**Written request:** Beginning at the line that contains "[point] every instance of the hiking boot" and ending at the last line of the entries, write out each line exactly; include nothing outside that span.

>> begin Dataset records

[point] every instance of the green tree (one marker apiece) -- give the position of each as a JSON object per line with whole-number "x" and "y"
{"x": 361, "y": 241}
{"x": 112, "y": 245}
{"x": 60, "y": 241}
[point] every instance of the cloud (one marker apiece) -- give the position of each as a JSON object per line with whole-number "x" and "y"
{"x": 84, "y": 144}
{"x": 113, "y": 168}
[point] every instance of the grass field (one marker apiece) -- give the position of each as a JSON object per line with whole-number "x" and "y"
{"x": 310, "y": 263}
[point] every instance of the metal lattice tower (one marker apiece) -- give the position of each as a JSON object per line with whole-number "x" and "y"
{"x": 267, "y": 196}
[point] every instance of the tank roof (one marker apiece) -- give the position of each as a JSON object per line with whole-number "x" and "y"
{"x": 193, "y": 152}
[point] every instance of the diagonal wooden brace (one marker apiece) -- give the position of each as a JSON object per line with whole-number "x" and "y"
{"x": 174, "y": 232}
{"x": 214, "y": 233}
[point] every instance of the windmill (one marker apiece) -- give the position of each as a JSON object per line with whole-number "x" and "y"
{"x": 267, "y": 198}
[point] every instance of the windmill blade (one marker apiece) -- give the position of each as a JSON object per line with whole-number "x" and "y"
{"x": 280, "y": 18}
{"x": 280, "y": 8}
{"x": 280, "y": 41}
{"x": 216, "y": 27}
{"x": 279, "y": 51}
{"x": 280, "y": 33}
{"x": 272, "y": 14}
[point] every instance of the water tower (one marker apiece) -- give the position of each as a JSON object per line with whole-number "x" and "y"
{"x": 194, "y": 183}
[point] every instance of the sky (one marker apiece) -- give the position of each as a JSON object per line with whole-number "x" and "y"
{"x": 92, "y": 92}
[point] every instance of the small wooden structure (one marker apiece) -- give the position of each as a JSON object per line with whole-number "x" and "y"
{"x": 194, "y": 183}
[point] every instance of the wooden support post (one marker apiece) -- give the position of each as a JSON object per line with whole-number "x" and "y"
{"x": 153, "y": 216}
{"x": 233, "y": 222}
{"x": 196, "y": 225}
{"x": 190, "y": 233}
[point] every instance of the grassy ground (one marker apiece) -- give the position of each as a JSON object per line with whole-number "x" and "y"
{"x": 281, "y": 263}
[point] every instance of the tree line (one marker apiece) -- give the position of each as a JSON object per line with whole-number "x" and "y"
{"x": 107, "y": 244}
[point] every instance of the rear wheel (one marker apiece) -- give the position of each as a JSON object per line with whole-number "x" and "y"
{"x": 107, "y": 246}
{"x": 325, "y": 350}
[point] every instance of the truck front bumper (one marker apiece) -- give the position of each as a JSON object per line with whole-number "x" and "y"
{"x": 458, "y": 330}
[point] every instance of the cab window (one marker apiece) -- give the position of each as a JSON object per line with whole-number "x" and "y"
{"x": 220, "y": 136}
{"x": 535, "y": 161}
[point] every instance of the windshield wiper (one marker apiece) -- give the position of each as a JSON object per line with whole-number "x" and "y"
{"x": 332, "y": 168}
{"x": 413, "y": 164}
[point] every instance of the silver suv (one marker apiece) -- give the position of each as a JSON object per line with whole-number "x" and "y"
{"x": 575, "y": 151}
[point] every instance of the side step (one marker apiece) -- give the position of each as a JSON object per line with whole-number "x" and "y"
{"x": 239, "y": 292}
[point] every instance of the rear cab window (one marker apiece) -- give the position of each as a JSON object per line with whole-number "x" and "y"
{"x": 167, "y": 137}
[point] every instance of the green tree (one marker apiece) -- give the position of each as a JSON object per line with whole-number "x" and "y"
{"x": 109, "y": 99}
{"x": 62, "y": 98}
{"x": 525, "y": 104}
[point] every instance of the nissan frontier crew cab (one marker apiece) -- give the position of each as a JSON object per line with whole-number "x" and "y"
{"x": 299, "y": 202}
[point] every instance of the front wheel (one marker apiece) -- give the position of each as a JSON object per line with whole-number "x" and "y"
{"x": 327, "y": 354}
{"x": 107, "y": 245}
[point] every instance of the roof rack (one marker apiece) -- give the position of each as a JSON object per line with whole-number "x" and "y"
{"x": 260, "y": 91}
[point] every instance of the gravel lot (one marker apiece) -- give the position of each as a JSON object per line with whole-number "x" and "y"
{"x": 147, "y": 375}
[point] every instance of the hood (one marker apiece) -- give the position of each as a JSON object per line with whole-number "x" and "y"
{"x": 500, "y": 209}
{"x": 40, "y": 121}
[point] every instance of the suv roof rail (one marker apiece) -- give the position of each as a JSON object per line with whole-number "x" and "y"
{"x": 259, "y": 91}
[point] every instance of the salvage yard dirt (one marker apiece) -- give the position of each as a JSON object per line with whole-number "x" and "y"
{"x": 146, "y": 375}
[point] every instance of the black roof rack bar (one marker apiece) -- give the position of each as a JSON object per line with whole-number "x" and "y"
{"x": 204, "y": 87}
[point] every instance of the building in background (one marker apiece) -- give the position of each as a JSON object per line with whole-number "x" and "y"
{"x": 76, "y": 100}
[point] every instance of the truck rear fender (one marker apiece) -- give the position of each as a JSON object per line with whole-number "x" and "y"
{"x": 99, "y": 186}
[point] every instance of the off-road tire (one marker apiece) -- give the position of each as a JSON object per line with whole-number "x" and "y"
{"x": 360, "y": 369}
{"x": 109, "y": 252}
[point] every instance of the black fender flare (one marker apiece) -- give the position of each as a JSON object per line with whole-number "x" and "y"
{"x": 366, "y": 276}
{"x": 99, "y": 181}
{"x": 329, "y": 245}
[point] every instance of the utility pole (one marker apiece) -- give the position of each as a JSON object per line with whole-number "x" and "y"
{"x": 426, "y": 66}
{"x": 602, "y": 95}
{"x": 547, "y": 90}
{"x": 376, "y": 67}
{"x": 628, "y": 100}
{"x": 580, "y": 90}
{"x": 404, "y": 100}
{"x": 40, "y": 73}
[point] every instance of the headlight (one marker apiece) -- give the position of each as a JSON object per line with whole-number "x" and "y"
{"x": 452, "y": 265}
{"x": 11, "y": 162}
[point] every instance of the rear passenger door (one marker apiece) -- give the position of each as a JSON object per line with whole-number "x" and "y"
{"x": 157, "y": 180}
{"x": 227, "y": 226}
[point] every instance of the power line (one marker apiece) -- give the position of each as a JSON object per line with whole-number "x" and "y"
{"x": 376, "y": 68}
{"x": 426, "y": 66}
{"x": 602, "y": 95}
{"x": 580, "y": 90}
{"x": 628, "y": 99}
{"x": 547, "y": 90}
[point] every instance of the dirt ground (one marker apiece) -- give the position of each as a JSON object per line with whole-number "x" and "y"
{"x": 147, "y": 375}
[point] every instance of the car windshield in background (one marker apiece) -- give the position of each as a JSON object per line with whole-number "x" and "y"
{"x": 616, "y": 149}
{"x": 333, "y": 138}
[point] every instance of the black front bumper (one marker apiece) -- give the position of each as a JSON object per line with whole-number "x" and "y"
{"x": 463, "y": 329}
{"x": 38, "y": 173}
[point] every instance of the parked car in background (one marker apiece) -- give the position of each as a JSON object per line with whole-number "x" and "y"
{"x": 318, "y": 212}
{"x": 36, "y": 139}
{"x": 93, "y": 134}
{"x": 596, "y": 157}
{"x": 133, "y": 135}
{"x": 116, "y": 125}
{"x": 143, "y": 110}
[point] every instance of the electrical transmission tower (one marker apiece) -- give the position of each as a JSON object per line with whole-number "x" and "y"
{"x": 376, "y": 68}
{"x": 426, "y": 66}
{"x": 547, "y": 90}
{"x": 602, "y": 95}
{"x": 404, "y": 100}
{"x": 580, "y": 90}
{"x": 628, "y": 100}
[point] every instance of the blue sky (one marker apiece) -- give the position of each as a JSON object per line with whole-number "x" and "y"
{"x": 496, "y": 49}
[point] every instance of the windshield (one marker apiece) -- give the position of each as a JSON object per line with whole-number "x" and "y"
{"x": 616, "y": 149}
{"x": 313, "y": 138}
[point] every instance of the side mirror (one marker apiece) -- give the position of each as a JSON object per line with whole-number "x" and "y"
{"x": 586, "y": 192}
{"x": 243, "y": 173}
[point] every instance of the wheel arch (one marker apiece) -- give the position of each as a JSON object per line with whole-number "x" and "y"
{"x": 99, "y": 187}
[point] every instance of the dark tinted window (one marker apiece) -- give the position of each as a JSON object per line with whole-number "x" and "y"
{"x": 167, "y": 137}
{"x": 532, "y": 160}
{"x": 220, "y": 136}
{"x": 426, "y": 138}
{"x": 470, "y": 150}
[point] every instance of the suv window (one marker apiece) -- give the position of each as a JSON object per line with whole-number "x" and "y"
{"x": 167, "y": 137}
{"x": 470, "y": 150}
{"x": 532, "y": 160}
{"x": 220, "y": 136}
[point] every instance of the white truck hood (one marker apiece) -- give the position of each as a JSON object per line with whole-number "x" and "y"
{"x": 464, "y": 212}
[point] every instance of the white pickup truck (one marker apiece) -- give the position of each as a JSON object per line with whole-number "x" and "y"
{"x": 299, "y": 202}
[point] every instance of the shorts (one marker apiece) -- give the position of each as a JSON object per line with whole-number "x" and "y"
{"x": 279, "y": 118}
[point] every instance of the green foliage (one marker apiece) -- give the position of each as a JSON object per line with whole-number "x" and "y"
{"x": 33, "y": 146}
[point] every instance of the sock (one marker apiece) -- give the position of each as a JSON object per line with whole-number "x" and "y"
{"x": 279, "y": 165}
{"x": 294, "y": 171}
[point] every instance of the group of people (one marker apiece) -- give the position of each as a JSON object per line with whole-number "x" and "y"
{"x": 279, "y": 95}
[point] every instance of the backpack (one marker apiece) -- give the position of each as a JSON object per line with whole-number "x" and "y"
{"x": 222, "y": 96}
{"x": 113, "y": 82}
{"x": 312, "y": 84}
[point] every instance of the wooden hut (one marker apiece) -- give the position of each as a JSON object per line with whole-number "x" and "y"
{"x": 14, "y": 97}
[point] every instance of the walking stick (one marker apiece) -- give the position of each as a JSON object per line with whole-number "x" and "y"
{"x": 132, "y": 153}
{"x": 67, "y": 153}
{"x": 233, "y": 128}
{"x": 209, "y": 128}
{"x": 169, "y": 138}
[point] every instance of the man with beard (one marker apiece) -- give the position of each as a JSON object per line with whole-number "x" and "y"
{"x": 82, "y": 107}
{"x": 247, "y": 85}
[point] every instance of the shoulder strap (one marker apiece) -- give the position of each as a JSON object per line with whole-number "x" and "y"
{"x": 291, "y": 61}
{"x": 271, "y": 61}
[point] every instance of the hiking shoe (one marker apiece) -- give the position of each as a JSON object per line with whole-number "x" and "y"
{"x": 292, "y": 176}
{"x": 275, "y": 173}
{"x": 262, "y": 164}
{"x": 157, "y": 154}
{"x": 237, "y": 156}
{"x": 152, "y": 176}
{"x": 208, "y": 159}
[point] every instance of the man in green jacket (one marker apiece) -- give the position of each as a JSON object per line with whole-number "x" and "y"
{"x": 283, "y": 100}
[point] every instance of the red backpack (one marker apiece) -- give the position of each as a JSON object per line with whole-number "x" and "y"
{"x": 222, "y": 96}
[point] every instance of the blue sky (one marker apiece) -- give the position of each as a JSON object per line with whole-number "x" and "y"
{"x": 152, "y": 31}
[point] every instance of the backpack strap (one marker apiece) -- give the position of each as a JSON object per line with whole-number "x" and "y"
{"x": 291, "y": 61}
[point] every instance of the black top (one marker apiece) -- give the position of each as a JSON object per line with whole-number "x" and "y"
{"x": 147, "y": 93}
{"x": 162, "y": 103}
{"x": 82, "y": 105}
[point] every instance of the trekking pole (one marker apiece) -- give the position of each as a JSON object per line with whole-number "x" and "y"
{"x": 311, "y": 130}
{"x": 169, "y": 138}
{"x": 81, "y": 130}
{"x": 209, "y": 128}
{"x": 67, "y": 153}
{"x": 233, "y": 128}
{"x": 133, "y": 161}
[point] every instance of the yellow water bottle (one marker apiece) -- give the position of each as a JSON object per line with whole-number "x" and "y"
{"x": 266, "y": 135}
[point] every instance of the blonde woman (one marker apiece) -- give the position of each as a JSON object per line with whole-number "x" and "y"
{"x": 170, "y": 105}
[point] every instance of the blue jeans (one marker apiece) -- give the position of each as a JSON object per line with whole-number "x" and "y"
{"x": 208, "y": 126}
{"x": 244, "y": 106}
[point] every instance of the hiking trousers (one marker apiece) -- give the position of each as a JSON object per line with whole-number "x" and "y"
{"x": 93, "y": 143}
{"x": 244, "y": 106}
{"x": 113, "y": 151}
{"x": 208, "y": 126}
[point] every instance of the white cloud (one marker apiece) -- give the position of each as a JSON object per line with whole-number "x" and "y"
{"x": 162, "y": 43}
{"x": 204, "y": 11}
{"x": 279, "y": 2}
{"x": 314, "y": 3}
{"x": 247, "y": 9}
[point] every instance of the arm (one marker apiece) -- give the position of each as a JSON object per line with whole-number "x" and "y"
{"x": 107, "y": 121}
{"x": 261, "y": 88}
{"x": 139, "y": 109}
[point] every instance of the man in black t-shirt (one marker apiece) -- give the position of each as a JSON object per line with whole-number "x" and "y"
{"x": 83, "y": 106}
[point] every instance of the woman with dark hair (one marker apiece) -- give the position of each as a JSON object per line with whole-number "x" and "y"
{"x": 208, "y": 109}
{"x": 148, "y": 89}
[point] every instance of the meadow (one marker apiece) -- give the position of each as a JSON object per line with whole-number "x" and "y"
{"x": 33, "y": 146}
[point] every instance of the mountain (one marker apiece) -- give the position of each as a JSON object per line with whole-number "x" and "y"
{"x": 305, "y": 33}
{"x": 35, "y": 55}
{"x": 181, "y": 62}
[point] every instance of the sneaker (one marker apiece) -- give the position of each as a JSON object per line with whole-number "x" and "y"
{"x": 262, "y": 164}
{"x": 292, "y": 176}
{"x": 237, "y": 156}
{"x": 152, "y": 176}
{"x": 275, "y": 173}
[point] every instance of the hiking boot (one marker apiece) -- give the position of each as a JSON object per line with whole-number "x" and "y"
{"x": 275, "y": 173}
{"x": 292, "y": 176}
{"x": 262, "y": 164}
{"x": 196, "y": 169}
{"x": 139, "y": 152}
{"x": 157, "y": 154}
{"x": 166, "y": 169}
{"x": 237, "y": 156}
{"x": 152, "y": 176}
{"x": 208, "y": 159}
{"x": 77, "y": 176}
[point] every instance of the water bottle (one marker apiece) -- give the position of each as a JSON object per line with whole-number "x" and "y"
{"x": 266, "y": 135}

>> end Dataset records

**Output of the task:**
[point] every instance of the hiking boot (one marker apiece) -- give the position of each as a JSON object per line with whole-number "x" and "y"
{"x": 275, "y": 173}
{"x": 292, "y": 176}
{"x": 262, "y": 164}
{"x": 196, "y": 169}
{"x": 139, "y": 152}
{"x": 157, "y": 154}
{"x": 166, "y": 169}
{"x": 237, "y": 156}
{"x": 152, "y": 176}
{"x": 208, "y": 159}
{"x": 77, "y": 176}
[point] every instance of the water bottle (one marker apiece) -- give the position of each as a JSON object per line with whole-number "x" and "y"
{"x": 266, "y": 135}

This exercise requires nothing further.